= Records supplied =

══════════════════════════════

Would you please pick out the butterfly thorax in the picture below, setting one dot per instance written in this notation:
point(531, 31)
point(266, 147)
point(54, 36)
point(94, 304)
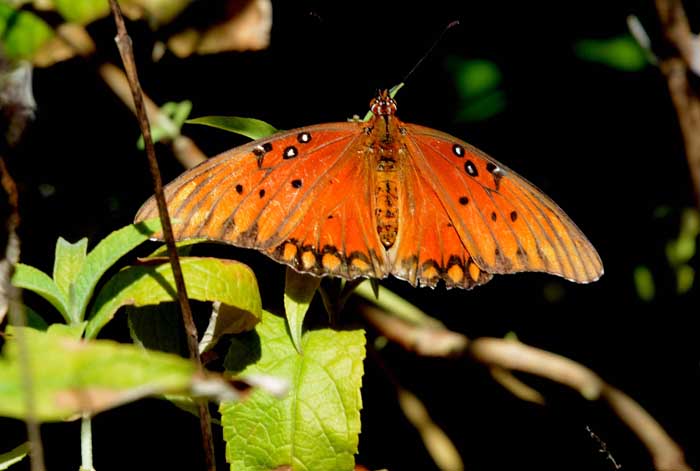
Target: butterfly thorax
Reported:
point(385, 152)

══════════════════════════════

= The problem =
An acceptable answer holds exactly the lines from the one with "point(266, 147)" through the end of the entries above, both ends kept, and no pictures at all.

= Answer space =
point(266, 147)
point(54, 36)
point(94, 304)
Target: butterfly thorax
Reported:
point(385, 152)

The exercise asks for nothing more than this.